* _PROMPT_: Reproduce every one of the items below verbatim, preserving each character and line break.
BEGIN SOURCE MATERIAL
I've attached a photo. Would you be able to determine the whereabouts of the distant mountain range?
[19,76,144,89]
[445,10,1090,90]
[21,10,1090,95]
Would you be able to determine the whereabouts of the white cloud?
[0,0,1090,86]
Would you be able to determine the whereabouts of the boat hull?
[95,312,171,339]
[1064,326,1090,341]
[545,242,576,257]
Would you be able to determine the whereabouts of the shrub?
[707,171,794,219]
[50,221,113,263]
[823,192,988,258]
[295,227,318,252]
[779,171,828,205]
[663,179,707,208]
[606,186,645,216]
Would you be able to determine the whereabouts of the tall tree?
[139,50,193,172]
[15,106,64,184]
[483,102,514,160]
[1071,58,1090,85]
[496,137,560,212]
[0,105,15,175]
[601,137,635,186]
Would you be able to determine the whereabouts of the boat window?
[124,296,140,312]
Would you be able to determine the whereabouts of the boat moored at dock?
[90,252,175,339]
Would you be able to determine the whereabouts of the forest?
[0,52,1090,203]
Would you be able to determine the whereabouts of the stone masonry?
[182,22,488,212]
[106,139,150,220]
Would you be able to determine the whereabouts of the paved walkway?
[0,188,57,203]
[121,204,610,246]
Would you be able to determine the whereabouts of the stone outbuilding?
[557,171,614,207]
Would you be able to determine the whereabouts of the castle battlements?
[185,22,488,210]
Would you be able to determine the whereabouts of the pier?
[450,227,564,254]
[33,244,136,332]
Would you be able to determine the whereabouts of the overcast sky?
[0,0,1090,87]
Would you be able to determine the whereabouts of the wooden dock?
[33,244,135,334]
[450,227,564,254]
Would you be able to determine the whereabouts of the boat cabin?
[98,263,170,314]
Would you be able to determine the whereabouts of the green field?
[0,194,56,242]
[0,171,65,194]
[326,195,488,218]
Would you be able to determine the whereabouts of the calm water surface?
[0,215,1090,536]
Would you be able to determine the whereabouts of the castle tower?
END SOURCE MATERIAL
* _RESULT FOR THIS TASK_:
I've attached a photo. Would you be able to determine the whereabouts of the distant mountain range?
[19,76,144,89]
[445,10,1090,90]
[21,10,1090,95]
Would you be able to determine the whereabouts of the white cloud?
[0,0,1090,86]
Would you be able to determine the whereabouts of the boat hull?
[95,312,171,339]
[1064,326,1090,341]
[545,242,576,257]
Would you be able to determine the whereabouts of the shrub?
[707,171,794,219]
[50,221,113,263]
[823,192,988,258]
[295,227,318,252]
[779,171,828,205]
[663,179,707,208]
[606,186,645,216]
Would you be able to determine the whereabouts of the tall tree?
[139,50,193,172]
[15,106,64,184]
[483,102,514,160]
[1071,58,1090,85]
[496,137,560,212]
[0,105,15,175]
[601,137,635,186]
Would you be able to determine the whereabouts of the boat window?
[124,296,140,312]
Would you be able to determine the whereabouts of the boat moored at dock?
[90,252,175,339]
Would you be able to determine the whereabouts of the forest?
[0,52,1090,203]
Would you be able to determine the whereabouts of the stone masonry?
[182,22,488,212]
[106,139,150,220]
Would you be able to determine the whereabouts of the paved walkway?
[0,188,57,203]
[121,204,610,246]
Would you be able to determine the whereabouts of the stone outbuilding?
[557,171,614,207]
Would you be able to determine the whereabouts of the castle battlements?
[185,22,488,210]
Would you be able to determine the whereabouts of the pier?
[450,227,564,254]
[33,244,136,332]
Would you be able to determine the whereabouts of the overcast sky?
[0,0,1090,87]
Would you be able to determine the whereabouts of the wooden dock?
[33,244,135,334]
[450,227,564,254]
Would you be able to determine the whereabouts of the boat cabin?
[98,263,170,314]
Would you be able to determine the whereabouts of the green field?
[0,194,56,242]
[0,171,65,194]
[326,195,488,218]
Would you be able to determine the whereabouts of the calm water surface?
[0,215,1090,536]
Would you be able to determine the whereabouts of the castle tower?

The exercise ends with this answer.